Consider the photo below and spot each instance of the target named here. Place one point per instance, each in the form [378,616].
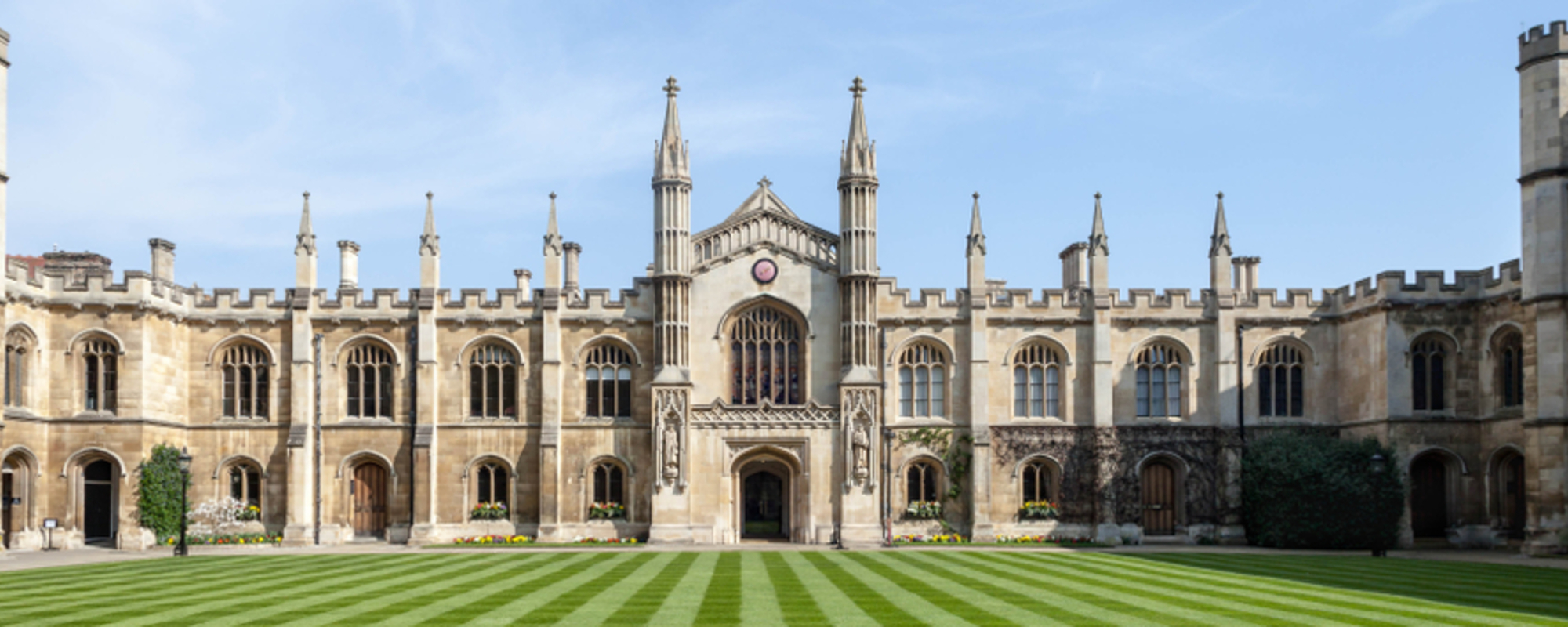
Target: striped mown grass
[794,589]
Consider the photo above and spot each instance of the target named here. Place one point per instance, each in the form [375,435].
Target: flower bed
[940,538]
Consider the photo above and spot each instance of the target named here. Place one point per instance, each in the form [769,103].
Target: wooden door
[1429,499]
[369,495]
[1160,499]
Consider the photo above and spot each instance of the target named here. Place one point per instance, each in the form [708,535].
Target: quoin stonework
[766,380]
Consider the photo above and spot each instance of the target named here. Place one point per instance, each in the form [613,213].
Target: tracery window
[18,349]
[764,358]
[1160,382]
[369,382]
[245,485]
[1280,382]
[923,382]
[1037,382]
[1511,369]
[1428,361]
[921,482]
[609,484]
[493,383]
[490,480]
[245,385]
[608,369]
[1039,482]
[101,375]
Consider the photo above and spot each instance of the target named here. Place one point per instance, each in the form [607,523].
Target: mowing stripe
[642,606]
[794,603]
[835,606]
[686,601]
[934,595]
[722,603]
[581,595]
[874,604]
[1356,604]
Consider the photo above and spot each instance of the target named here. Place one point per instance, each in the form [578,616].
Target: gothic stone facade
[766,380]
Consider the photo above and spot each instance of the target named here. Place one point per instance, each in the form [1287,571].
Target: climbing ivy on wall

********************

Assigned task –
List, from the entries above, every line in which the word "point" shows up.

Response area –
Consider the photo below and spot each instance of the target named here. Place one point per instance, each in the form [378,616].
Consider the photo above and spot each instance of the target named here. Place one point per instance, each in the form [375,435].
Consider the photo above and spot each instance of the target named here. Place one point per instance, each in the form [769,103].
Consider the photo above and spot each instance of the target named here. Place one point per instance, each in the form [708,535].
Consider the photo above and spot each instance of the target named here. Place one point per instance, each in the form [613,213].
Consider the photo above and spot each instance of the target named here. Place one point per instance, each in the form [607,523].
Consider the photo above and spot each instance of the target named here. Place one point per instance, each in the form [578,616].
Consider the photo above and spot each instance of the target named here. Place one point per instance, each in the form [1287,571].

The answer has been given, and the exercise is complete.